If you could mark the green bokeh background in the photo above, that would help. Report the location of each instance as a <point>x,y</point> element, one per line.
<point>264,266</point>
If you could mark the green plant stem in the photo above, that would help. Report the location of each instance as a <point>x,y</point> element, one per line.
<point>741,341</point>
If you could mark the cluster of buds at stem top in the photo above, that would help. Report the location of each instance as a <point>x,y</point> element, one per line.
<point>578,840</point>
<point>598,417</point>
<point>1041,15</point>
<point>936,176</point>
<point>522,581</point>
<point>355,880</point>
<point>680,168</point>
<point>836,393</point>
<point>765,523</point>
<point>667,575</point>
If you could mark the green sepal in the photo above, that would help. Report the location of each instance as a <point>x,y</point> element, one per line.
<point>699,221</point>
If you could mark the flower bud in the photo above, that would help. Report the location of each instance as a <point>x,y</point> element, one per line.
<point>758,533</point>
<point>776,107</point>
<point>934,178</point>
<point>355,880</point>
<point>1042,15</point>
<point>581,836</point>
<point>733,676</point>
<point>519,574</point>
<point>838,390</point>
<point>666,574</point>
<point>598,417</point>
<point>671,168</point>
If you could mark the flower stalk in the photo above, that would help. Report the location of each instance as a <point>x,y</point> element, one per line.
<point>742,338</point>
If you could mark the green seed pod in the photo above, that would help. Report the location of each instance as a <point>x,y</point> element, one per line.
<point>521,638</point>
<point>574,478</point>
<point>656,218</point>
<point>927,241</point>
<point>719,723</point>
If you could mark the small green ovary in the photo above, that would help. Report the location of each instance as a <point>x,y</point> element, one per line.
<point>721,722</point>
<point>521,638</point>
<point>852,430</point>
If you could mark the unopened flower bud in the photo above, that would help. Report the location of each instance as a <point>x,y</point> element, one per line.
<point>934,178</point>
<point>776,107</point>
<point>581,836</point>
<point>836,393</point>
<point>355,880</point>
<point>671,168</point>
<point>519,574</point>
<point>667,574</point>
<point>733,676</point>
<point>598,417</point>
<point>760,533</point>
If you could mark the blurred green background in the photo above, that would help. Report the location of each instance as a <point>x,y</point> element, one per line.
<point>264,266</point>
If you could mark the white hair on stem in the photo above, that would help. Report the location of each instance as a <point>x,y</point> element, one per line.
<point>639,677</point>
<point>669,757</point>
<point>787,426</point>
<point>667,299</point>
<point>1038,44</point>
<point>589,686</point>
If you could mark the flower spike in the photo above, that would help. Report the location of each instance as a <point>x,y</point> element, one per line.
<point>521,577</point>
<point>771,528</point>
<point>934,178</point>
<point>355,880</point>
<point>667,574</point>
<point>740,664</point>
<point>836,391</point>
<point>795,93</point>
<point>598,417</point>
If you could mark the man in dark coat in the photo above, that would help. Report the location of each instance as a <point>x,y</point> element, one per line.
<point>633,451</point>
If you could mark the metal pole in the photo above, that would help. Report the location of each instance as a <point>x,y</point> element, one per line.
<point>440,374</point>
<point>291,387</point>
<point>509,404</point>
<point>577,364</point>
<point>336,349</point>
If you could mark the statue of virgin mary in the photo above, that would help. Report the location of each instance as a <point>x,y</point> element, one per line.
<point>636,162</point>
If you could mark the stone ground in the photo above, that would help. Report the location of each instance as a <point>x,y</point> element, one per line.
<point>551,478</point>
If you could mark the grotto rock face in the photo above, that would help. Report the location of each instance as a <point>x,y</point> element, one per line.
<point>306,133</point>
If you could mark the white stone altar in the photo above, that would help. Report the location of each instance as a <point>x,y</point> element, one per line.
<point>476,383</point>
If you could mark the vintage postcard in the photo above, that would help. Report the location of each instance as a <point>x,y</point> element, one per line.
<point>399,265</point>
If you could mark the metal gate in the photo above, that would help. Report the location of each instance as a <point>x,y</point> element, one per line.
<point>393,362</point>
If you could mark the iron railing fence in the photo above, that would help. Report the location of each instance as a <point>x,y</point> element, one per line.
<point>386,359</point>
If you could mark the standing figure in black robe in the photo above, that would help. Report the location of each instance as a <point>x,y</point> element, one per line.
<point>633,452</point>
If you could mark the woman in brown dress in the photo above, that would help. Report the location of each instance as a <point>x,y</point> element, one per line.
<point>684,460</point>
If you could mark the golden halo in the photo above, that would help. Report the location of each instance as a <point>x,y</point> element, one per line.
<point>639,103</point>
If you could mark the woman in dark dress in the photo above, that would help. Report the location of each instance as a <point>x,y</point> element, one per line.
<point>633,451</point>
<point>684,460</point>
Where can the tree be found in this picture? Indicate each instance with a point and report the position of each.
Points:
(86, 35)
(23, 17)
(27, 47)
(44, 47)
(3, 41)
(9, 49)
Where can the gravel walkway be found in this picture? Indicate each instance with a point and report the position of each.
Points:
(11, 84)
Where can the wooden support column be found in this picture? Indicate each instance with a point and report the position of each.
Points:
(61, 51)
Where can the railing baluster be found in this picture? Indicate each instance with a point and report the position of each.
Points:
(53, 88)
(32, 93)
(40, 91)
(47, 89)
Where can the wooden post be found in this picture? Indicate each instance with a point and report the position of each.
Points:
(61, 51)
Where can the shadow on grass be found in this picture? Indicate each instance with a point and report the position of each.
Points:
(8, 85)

## Exercise instructions
Go through the listing above and return each line where the word "position" occurs.

## Solved problem
Where can the tree be found in this picture? Indicate each instance with a point and report the position of each.
Where can the gravel walkway be found in this picture? Indicate each instance with a point and report the position of each.
Where can the wooden support column be found in this picture? Indicate each instance with a point and report the position of each.
Where can the railing baluster be found in this picture? Indicate each instance with a point and report the position of each.
Where can the wooden post be found in this picture? Indicate each instance with a point and report the position of each.
Where can the shadow on grass be found in this picture? Indicate each instance with a point and report the position of each.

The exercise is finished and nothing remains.